● **DIE AUFGABE**: Schreibe den Abschnitt über Ziele bei der Softwareeinführung von „Um dies zu verdeutlichen“ bis hinunter zu „nachfragen, mehr wissen)“ erneut ab und benenne dabei „Argumente“ überall in „Begründungen“ um.

● **DOKUMENTABSCHNITT**:
Um dies zu verdeutlichen unterteile ich einfach mal ein paar mögliche Ziele und Argumente in 3 Gruppen:
- Ziele, Argumente, die bei einem späteren Anwender gut ankommen
Besserer Informationsfluss für alle beteiligten (weniger suchen, weniger nachfragen, mehr wissen)
Einfache, schnelle Bedienung
Das System soll uns z.B. bei unserem Wachstum unterstützen oder helfen besser zu kalkulieren
Wir brauchen ein verlässliches, übersichtliches gut strukturiertes System für alle
Die Lösung muss uns Möglichkeiten bieten Abläufe einfacher zu gestalten
Durch bessere Information soll uns die SW helfen Fehler bei der täglichen Arbeit zu minimieren, Stress zu vermeiden
- Ziele, Argumente, die bei einem späteren Anwender nicht gut ankommen – also das bekannte Management-blabla, dass Anwender weder greifen, noch positiv auf ihr Arbeitsumfeld projizieren können
Wir wollen sparen
Wir wollen rationeller arbeiten
Wir brauchen bessere Transparenz und Kontrolle
Irgendwas externes (z.B. die Norm, der Markt,…) schreibt uns das vor
Wir wollen konkurrenzfähig bleiben
- Und Ziele, Argumente, die einen späteren Anwender nicht interessieren – die sollten im Umfeld nur auf Nachfrage genannt werden
Einsatz neuerer leistungsfähiger Technologien
Niedriger Administrationsaufwand
Portierbarkeit der Daten
Was sich das Management davon erwartet (Zahlen, Einsparungen,….. )

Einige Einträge
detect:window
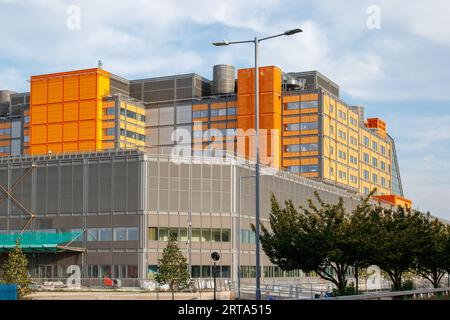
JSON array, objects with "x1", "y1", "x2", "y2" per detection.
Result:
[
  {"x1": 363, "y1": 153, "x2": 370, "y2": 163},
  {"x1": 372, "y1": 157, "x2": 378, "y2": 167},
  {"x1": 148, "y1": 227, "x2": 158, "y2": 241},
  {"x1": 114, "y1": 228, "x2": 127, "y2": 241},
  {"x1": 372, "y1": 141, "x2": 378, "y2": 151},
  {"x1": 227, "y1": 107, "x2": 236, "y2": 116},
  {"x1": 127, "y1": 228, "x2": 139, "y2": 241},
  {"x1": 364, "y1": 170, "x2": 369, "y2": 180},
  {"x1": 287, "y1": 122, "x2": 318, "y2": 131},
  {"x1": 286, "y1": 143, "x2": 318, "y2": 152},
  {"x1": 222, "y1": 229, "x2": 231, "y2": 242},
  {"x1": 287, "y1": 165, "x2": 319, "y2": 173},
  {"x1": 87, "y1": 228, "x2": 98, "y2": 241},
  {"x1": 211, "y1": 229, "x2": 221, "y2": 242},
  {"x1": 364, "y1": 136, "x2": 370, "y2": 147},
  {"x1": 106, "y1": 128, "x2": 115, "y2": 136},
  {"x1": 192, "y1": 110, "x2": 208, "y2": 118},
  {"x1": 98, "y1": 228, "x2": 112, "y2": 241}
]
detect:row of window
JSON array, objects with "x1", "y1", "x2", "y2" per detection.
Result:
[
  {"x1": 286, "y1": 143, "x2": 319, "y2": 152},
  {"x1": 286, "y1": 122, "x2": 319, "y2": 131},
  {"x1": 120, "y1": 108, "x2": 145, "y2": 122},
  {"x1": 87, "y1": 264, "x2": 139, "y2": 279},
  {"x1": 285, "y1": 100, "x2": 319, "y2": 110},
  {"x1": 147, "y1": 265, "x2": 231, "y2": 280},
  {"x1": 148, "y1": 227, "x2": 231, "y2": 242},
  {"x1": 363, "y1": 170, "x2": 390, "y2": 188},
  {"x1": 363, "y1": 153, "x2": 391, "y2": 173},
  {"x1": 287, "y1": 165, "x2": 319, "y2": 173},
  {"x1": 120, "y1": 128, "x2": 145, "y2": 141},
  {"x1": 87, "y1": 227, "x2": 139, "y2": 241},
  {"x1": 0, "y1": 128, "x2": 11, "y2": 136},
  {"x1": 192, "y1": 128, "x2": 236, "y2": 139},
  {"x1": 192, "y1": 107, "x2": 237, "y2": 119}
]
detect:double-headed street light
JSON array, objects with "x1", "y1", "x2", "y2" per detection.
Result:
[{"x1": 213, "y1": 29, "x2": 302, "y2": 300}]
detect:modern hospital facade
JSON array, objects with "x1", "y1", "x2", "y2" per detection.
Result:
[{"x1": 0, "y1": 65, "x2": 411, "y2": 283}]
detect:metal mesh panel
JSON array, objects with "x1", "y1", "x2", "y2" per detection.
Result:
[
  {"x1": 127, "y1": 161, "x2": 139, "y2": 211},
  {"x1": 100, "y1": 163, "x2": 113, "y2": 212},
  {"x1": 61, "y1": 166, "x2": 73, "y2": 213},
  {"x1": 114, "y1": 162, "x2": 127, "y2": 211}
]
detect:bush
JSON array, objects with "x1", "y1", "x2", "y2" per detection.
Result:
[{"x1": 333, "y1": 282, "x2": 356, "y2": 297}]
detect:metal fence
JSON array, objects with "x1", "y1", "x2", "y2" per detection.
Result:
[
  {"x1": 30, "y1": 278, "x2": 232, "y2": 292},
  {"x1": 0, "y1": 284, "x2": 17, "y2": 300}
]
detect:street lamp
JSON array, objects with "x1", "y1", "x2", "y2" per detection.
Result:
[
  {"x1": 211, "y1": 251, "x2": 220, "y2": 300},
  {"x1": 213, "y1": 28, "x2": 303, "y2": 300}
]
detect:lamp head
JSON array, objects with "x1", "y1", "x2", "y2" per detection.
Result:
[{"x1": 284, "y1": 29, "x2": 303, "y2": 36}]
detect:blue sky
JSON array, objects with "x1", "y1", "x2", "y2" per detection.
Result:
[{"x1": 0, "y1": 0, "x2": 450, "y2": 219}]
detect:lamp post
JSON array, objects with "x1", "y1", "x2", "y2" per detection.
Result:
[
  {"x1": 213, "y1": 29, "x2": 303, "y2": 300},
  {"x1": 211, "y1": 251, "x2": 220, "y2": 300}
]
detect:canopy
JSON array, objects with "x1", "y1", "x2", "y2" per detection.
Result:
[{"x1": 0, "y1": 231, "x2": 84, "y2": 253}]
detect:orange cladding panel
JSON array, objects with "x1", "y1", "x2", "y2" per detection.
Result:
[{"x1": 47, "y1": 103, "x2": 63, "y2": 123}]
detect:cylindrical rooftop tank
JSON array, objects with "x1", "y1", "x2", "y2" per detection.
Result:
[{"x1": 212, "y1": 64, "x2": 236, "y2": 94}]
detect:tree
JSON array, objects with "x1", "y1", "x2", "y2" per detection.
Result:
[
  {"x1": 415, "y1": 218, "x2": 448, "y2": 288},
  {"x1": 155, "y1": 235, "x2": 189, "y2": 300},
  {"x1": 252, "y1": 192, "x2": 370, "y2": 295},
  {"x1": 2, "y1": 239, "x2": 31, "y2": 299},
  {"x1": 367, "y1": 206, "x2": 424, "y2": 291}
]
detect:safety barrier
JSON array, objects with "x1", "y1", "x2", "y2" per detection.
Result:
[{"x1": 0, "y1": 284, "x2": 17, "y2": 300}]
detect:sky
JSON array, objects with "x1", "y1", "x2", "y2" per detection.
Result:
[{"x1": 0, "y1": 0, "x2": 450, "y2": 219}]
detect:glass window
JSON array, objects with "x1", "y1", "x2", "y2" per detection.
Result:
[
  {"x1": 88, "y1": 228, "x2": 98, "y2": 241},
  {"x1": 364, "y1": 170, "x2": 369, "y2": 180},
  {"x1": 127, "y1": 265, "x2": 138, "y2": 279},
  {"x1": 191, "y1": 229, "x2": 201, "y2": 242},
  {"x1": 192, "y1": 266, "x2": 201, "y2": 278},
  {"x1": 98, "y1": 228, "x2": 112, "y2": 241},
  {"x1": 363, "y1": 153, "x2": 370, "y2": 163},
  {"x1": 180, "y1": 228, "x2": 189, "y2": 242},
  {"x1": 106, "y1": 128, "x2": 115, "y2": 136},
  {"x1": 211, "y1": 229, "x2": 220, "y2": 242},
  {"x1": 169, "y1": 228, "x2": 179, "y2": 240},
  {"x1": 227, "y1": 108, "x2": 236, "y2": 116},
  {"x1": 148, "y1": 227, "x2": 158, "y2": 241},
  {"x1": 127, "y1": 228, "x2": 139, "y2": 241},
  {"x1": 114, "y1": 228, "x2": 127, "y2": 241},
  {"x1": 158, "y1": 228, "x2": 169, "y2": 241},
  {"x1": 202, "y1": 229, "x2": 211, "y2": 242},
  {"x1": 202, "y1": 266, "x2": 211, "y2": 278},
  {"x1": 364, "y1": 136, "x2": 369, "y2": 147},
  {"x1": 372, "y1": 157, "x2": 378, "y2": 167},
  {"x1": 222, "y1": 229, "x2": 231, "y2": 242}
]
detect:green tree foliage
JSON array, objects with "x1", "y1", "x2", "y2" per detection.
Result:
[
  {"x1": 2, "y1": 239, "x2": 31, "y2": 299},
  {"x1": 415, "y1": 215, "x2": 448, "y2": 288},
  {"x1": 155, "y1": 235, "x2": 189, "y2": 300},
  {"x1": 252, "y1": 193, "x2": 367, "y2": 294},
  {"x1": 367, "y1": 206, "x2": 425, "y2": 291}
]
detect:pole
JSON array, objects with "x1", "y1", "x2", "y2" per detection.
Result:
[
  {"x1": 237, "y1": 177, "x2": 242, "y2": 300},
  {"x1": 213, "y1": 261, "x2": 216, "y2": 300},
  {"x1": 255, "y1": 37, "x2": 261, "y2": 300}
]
==
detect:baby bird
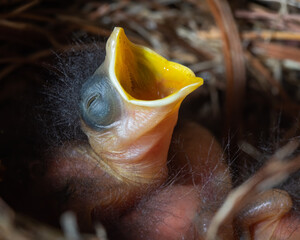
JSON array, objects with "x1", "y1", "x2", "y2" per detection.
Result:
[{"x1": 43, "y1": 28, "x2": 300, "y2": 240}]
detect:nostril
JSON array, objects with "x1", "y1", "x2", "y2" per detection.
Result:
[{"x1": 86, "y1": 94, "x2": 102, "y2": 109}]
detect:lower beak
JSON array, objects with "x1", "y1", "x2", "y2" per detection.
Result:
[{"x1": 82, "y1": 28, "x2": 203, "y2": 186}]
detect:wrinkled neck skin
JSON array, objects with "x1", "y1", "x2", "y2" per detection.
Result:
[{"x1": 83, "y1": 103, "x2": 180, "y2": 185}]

● **ERGEBNIS UNTEN**:
Um dies zu verdeutlichen unterteile ich einfach mal ein paar mögliche Ziele und Begründungen in 3 Gruppen:
- Ziele, Begründungen, die bei einem späteren Anwender gut ankommen
Besserer Informationsfluss für alle beteiligten (weniger suchen, weniger nachfragen, mehr wissen)